Your instructions:
Repeat each record below exactly as given.
>> begin Stored data
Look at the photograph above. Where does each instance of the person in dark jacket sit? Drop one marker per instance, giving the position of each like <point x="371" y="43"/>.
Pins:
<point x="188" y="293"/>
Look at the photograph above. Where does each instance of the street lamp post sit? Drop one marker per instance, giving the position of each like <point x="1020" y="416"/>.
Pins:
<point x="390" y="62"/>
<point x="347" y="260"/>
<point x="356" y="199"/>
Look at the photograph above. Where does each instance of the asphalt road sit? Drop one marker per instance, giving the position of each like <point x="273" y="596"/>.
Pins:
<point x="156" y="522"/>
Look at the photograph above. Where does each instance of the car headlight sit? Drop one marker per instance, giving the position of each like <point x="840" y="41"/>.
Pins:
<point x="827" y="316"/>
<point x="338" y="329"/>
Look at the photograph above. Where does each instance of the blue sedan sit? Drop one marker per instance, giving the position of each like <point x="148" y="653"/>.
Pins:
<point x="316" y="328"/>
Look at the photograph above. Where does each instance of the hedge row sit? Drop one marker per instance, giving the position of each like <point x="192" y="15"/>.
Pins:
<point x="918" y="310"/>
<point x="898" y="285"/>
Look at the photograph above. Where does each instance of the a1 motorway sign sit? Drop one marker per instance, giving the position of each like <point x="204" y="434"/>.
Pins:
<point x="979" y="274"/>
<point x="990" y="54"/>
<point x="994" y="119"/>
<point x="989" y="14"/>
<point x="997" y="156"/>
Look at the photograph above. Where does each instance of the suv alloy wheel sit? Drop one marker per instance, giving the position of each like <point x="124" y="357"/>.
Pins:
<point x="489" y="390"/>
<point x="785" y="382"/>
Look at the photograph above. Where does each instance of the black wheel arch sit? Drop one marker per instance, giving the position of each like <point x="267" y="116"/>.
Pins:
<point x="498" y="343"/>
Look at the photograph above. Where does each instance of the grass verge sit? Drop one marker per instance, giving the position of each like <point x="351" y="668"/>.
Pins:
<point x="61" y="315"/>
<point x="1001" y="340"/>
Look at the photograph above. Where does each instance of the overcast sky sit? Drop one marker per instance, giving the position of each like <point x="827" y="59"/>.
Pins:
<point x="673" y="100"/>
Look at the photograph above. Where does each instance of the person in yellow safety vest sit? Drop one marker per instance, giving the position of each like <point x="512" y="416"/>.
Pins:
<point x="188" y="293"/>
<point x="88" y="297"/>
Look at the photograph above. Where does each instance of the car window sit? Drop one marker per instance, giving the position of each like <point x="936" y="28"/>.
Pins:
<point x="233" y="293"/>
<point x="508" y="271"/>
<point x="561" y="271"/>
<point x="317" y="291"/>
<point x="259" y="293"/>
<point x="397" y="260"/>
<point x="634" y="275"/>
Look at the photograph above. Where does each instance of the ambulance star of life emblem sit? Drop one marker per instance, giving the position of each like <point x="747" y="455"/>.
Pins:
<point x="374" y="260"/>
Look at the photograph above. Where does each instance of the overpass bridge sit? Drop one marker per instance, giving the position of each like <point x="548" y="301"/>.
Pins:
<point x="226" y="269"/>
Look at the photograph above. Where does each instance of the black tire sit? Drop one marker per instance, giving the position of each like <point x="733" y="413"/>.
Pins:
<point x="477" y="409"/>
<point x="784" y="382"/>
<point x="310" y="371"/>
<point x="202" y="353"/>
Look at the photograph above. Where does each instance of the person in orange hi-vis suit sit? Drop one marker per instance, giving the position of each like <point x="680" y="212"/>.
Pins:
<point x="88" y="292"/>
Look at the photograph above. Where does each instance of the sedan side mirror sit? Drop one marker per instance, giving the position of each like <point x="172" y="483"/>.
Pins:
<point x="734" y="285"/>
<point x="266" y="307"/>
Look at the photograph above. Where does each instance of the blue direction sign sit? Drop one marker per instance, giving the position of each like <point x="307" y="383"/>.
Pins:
>> end Stored data
Finished task:
Look at the photograph above. Where does each instance of the person in dark jacket sit? Drop one marker per instance, giving the position of each like <point x="371" y="43"/>.
Pins:
<point x="188" y="293"/>
Look at the photograph above. Where does each instance of the street lamp post sit? Drop one marker per instance, giving the position of each like <point x="1020" y="416"/>.
Pins:
<point x="390" y="62"/>
<point x="347" y="260"/>
<point x="356" y="199"/>
Look at the photograph above. Where does each instance of the asphalt road sit? Drop one marker per instance, giving the position of each like <point x="273" y="596"/>.
Pins:
<point x="156" y="522"/>
Look at the photograph above. Where does each instance of the car headlight sit? Drop one marker per instance, giving the position of each like <point x="840" y="41"/>.
Pins:
<point x="827" y="316"/>
<point x="338" y="329"/>
Look at the photograph above. Where does each instance of the blue sedan sit? Drop one marker per instance, giving the position of each like <point x="148" y="653"/>.
Pins:
<point x="316" y="328"/>
Look at the photograph above. Where does each instance of the hedge row sit? Drop one marker per instance, giving the position of each like <point x="192" y="15"/>.
Pins:
<point x="918" y="310"/>
<point x="898" y="285"/>
Look at the photograph above. Where does each instance of the a1 motorway sign sit? Drop one marker per instance, giving the position of each like <point x="204" y="434"/>.
Pins:
<point x="979" y="274"/>
<point x="990" y="54"/>
<point x="994" y="119"/>
<point x="989" y="14"/>
<point x="997" y="156"/>
Look at the photograph above. Where does each instance of the suv alloy wheel sit? Drop one marker per instance, giving the position of each like <point x="124" y="357"/>.
Pins:
<point x="489" y="390"/>
<point x="785" y="382"/>
Look at the photograph above. Where does each instance of the black wheel arch sit? Drop one marker per instance, giving the position of each like <point x="267" y="116"/>.
Pins:
<point x="498" y="343"/>
Look at the photograph above. Where does each instance of the grass verge sit? Drop one marker per instance, giving the position of each like <point x="351" y="668"/>.
Pins:
<point x="61" y="315"/>
<point x="1001" y="340"/>
Look at the photograph above. Where does each instance of the overcast sky sit? Drop one marker per instance, giving the position of each like <point x="827" y="59"/>.
Pins:
<point x="673" y="100"/>
Look at the photograph above. Where does each instance of the person in yellow safety vest sit? Drop one marker per instance, giving the position of each like <point x="512" y="416"/>.
Pins:
<point x="188" y="293"/>
<point x="88" y="297"/>
Look at the photograph above. Where does each instance of the car window sit? Drop one marker per instance, giving the position of each like <point x="936" y="28"/>.
Pins:
<point x="233" y="293"/>
<point x="508" y="271"/>
<point x="561" y="271"/>
<point x="317" y="291"/>
<point x="259" y="293"/>
<point x="397" y="260"/>
<point x="634" y="275"/>
Look at the photograph above. Where does each instance of the ambulance star of life emblem sit? Drop one marker per instance, giving the position of each like <point x="747" y="455"/>.
Pins:
<point x="374" y="260"/>
Look at the photograph above. Where does each instance of the overpass bridge sit? Drop one marker per instance, giving the position of each like <point x="548" y="301"/>.
Pins:
<point x="226" y="269"/>
Look at the photograph above. Where does each instance of the black tire sit? Drop one marker per instance, giving the position of each like <point x="733" y="413"/>.
Pins:
<point x="477" y="409"/>
<point x="784" y="382"/>
<point x="310" y="371"/>
<point x="202" y="353"/>
Look at the photograph above. Where does each instance of the person in orange hi-vis suit sit? Drop one marker per instance, giving the position of each like <point x="680" y="212"/>.
Pins:
<point x="88" y="292"/>
Look at the photograph above. Where does each instance of the sedan side mirror sit? Drop one marker per instance, giving the position of each like <point x="172" y="483"/>.
Pins:
<point x="734" y="285"/>
<point x="266" y="307"/>
Look at the photograph above. Where does each instance of the blue direction sign sit? Drop one marker per instance, giving the position of each like <point x="307" y="383"/>.
Pins:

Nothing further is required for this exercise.